Written problem:
Reproduce every line of the records below verbatim, leaving out the pictures.

Given data:
[start]

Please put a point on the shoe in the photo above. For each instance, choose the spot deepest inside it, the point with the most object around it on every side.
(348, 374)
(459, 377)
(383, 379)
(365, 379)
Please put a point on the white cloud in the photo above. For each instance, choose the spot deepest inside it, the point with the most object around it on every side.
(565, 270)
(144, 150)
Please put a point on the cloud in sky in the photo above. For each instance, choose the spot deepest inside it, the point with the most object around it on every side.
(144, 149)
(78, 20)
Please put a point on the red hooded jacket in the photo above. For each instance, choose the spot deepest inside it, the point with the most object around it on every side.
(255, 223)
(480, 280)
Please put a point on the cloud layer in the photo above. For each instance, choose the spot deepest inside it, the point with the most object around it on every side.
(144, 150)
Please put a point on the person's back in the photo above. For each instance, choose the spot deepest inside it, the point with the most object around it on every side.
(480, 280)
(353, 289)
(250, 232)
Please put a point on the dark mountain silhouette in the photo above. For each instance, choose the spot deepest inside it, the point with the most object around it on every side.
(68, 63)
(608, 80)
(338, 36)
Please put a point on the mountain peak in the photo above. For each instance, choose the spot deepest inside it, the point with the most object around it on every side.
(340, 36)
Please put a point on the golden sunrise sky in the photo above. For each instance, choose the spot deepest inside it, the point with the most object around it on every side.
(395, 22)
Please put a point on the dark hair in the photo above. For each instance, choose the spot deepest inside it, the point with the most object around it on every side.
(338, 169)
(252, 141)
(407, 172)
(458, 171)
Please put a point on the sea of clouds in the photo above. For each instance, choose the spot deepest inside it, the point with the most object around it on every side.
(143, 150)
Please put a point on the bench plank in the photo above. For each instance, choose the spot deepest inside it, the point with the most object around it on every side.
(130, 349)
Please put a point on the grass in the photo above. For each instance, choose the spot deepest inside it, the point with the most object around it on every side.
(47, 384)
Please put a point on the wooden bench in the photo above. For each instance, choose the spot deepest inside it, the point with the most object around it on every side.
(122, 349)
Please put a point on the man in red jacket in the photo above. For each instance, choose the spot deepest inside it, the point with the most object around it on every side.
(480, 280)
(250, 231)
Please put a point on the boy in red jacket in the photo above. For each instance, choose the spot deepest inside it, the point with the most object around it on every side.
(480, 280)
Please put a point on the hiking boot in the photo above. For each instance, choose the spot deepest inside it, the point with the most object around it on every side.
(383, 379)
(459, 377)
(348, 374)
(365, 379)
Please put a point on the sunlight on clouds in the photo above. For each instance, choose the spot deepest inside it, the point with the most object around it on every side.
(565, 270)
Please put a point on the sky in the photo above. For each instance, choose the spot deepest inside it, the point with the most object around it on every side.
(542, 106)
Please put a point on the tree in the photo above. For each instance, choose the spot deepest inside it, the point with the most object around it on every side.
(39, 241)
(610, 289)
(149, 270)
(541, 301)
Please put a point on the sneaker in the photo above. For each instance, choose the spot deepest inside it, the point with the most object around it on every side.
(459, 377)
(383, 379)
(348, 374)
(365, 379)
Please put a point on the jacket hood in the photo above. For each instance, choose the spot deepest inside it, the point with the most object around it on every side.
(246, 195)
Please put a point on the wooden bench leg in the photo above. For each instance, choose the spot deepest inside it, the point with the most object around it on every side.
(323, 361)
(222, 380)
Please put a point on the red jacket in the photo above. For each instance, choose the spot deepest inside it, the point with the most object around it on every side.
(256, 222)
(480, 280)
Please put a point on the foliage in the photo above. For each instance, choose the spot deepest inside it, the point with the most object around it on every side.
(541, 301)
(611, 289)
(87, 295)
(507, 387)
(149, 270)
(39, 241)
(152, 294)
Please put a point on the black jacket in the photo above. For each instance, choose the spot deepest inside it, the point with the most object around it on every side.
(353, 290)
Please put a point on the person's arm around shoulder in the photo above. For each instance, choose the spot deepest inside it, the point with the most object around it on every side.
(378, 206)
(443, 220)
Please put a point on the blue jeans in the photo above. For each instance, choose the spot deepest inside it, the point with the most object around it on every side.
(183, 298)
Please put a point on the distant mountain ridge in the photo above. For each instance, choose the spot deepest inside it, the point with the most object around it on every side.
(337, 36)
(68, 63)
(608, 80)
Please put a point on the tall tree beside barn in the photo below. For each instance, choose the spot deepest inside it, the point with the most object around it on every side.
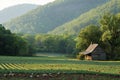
(110, 26)
(87, 35)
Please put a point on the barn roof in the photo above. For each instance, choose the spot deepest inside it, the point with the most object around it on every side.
(90, 49)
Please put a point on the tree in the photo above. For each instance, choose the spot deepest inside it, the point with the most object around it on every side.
(10, 44)
(110, 26)
(87, 35)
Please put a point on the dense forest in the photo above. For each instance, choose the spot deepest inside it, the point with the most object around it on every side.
(14, 11)
(91, 17)
(106, 34)
(62, 27)
(46, 18)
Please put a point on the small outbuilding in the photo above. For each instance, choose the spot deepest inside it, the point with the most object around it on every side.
(94, 52)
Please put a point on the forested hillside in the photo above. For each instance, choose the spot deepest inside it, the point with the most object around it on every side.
(91, 17)
(14, 11)
(46, 18)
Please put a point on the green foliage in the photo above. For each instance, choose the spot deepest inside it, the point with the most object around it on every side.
(10, 44)
(110, 25)
(90, 17)
(87, 35)
(107, 36)
(45, 18)
(80, 56)
(51, 43)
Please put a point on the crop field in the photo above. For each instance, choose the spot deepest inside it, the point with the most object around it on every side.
(52, 65)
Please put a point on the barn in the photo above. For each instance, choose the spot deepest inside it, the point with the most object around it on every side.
(94, 52)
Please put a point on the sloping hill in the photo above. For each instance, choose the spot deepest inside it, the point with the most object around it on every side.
(91, 17)
(47, 17)
(14, 11)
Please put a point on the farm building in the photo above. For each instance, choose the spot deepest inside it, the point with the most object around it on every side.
(94, 52)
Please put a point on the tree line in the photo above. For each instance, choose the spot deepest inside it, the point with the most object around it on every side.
(106, 34)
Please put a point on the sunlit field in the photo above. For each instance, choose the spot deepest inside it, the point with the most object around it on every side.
(57, 65)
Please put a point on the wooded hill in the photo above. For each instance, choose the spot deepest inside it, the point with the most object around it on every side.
(91, 17)
(14, 11)
(46, 18)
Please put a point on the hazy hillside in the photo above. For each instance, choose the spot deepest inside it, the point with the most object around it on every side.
(46, 18)
(14, 11)
(91, 17)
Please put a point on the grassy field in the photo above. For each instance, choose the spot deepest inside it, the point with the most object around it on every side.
(58, 65)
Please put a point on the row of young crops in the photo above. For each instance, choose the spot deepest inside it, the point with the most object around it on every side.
(67, 68)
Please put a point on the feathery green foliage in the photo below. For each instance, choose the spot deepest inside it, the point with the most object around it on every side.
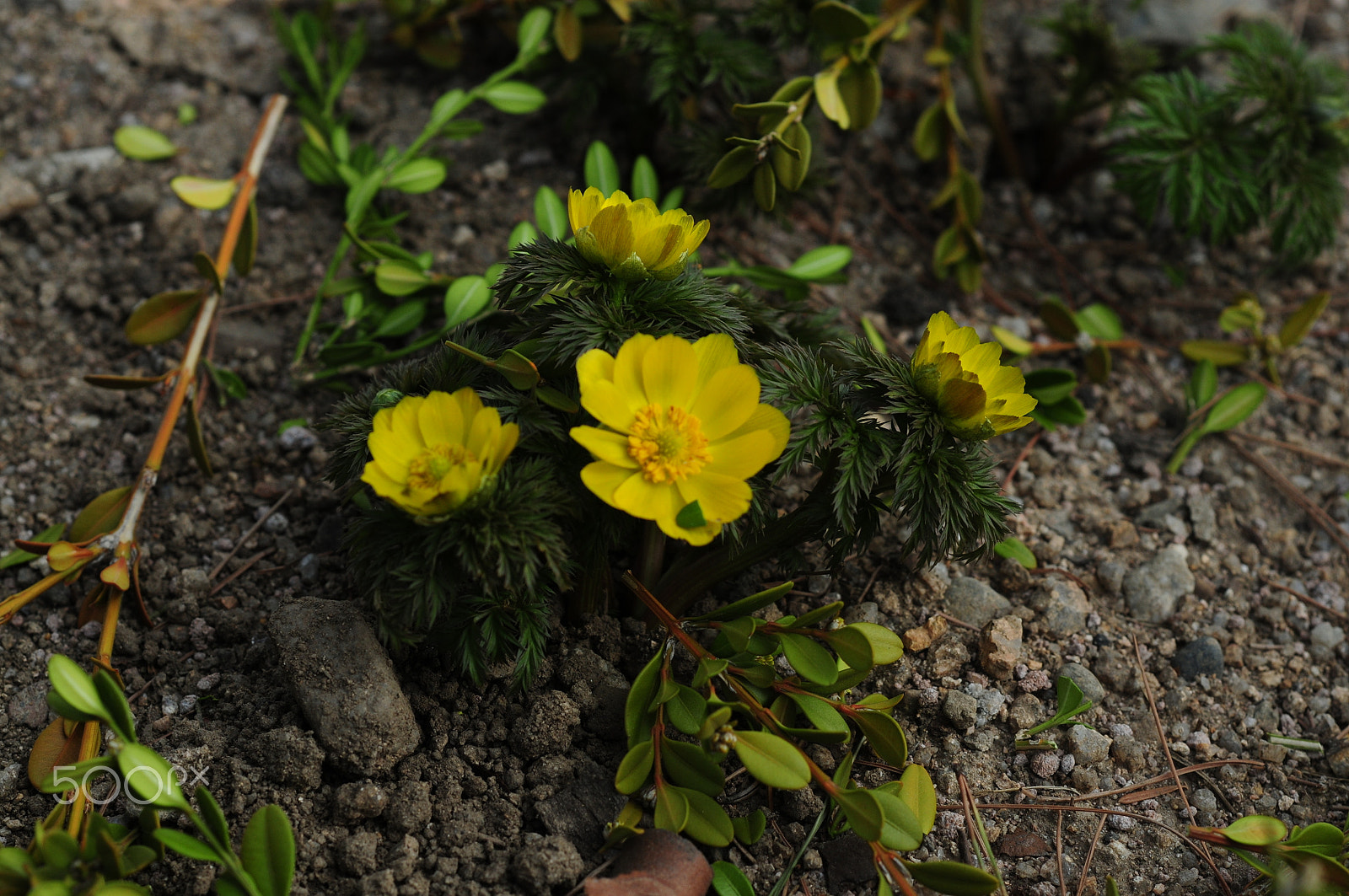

[end]

Solved problem:
Please put a point on the shoe in the photo above. For each instance, choose the spot deepest inside it, the point with the most object around it on every side.
(348, 374)
(459, 377)
(383, 379)
(365, 379)
Please put a point on the white cloud in the photo above. For each instance, choose the spot deepest inside it, the point with the most object around it on every side.
(565, 270)
(144, 150)
Please put a point on the cloud in sky in the photo above. For each instance, choose the spot deepest inside it, the point with the most object around it on every side.
(144, 149)
(78, 20)
Please put a point on the red hooded jacket in the photo above. For each instance, choose the spot deepest inside it, the point with the most object around it on every side.
(255, 223)
(480, 280)
Please put a point on the cloud layer in the photo above. For each instance, choose the spot deepest inside it, the point with the most object around it on every side.
(144, 150)
Please put a point on the person's back in the photo above. For each instance, choose the spot deepest inside it, the point with the most object around it on every side.
(480, 280)
(353, 289)
(250, 232)
Please put a point on the dark mountain silhouette in the photo above. For each instance, choose the spot deepest inside it, the point with the most object around it on every side.
(68, 63)
(608, 80)
(338, 36)
Please put a point on the mountain peak in the photo above. For each instance, choose the spot deepest inside it, the point with the most object around it on every side.
(340, 36)
Please put a point on the golden sunrise sky in the photo above. For each instance, choose the spot deepest inside it, the point with the most object around it on every side.
(395, 22)
Please put a point on the dark hair in the photo above. For each instance, choose the spot deepest inside it, the point with the most object around it on every side.
(338, 169)
(252, 141)
(407, 172)
(458, 171)
Please put a point on the sea of clouds in the photo above. For each instance, choose the spot deepest inside it, the point with the most object around it on every side.
(143, 150)
Please put a point on the bench plank in the photo above. For each instance, choose the spot deepest inside it, the point with the most object around it on every side.
(130, 349)
Please put a point on the grass in the photo above. For each instance, choose the spot deepest inside it, the point with the most object around it on every side.
(47, 384)
Please put a point on the wooden bench in the photo above. For each instance, choose the spot deepest inside it, the point with the most object around it on every side.
(122, 349)
Please put a point on the man in red jacket in the photo above. For each instance, choose the spot deepest inside it, the point with the most object around it on every side.
(480, 280)
(250, 231)
Please put a point on the boy in red jacket in the photo above. For each instance, choose the spot deepest inside it, the point with the most object around it on every side.
(480, 280)
Please put a point on the hiking boot in the photo above. For each instance, choose the spot deepest inside it, the point with the most object around it on every side.
(383, 379)
(459, 377)
(348, 374)
(365, 379)
Please put a point on the sunlight on clouds in the photo above. For each instance, choose the spot deepest inside it, the point with the most object around it on every side.
(565, 270)
Please put a point on the sky in the photo above. For each instance, choose the spot deepest inside it, the point with the most object around it on every side.
(542, 106)
Please put a point on the tree in the photo above. For each instance, choose the spot deepest inside it, the point with the most object around it on every side.
(39, 241)
(610, 289)
(149, 270)
(541, 301)
Please put a point on the sneaker in the photo above. For each instance, choose the spot deepest inside it, the point with the most object around it on every side.
(459, 377)
(383, 379)
(348, 374)
(365, 379)
Please put a point on the jacket hood in the photo above. For each instance, choose the spot deepest inside it, the point with the most object around it on every side.
(246, 195)
Please put a point on the wooden bench leg in the photo above. For each instance, choose the spot deepest inside it, the point with the most object around it on every side.
(323, 361)
(222, 380)
Please put a point on the red jacket in the photo above. For each instance, choose the spot deepest inside it, the point with the most object around it on every side.
(256, 222)
(480, 280)
Please put a point on the foliage in the photo above. For each instance, choose the spot deepest inside it, the point with the most object around it on every side.
(541, 301)
(611, 289)
(87, 295)
(507, 387)
(149, 270)
(39, 241)
(152, 294)
Please put a point on the black jacket in the photo above. For each instance, choose the spot deepest inside it, the point with the most object around it on every side.
(353, 290)
Please put a point on the person's arm around shoulder in the photo above. For each instance, choose the spot deepest inside it, the point with the most object around it on every side.
(378, 206)
(443, 220)
Please put a point on the blue jeans in the photo above. For each instance, choose the spot deepest inside it, the point with the most object around it on every side.
(183, 298)
Please put a point on the distant mountain ridge in the photo above. For each instance, choose the spot deepest inside it, the point with the most object around it on every side.
(337, 36)
(68, 63)
(608, 80)
Please put a point on the tall tree beside barn in the photo below. For each instance, choose the spot deepest inside it, the point with the most object around it on every side.
(110, 26)
(87, 35)
Please put a point on the barn roof in the photo above. For each instance, choose the spot deepest inside it, the point with the most object around it on every side.
(90, 49)
Please put a point on the tree in the photo above. For each instance, choose the spot deepest inside it, the point with the most object around it on every side.
(10, 44)
(110, 26)
(87, 35)
Please put a point on the dense forest in the photo above. For each instance, choose the spot deepest inside it, the point with the most object around it on every side.
(14, 11)
(91, 17)
(106, 34)
(62, 27)
(46, 18)
Please put a point on the small outbuilding in the photo above. For each instance, choose the spot deepest inside it, the point with the most object around it on every side.
(94, 52)
Please put a point on the forested hillside in the photo above. For each instance, choose the spot deepest inside it, the point with the most object around it on every side.
(91, 17)
(14, 11)
(46, 18)
Please put a point on the green foliage in the photo above. For each instance, choose the spot deepest inside it, the point with the most object around it on every side.
(10, 44)
(110, 25)
(90, 17)
(87, 35)
(107, 36)
(45, 18)
(80, 56)
(51, 43)
Please put a point on the crop field in the photo above. For each instance, choose the spot deepest inside it, the point with the most object around it on every side.
(52, 65)
Please put a point on the barn in the photo above. For each instance, choose the spot deepest inside it, the point with the most object around it on every side.
(94, 52)
Please put a point on the sloping hill in the photo above. For each instance, choose the spot deepest inside it, the point with the most object around it on every side.
(91, 17)
(47, 17)
(14, 11)
Please put a point on the farm building in the photo above. For each instance, choose the spot deepest inside it, the point with the most object around it on every side.
(94, 52)
Please put a point on the tree line in the photo above. For each instance, choose the spot deepest inside it, the point with the most object around it on every side.
(106, 34)
Please put a point on the sunlit field in the photo above. For each instance, choose the spot deepest inside it, the point with the most object around it on every side.
(57, 65)
Please put a point on the wooded hill in the photo above. For each instance, choose the spot deepest inside it, the point with the most object around it on every side.
(91, 17)
(14, 11)
(46, 18)
Please put a point on the hazy hillside in the photo above. For each instance, choose the spot deepest inside it, the point with the most object around it on every side.
(46, 18)
(14, 11)
(91, 17)
Please put a point on the grassy field in the photo above. For each instance, choose the spot deepest inside it, the point with the most object around it on every side.
(58, 65)
Please put a point on the row of young crops in the photo above. For each instance, choose the spot deepest inside it, the point with the most object around it on every side.
(67, 68)
Please put a point on the feathery green foliage in the photo below. For each instance, choose the spot deepest inside it, the point with the most object around it on every side.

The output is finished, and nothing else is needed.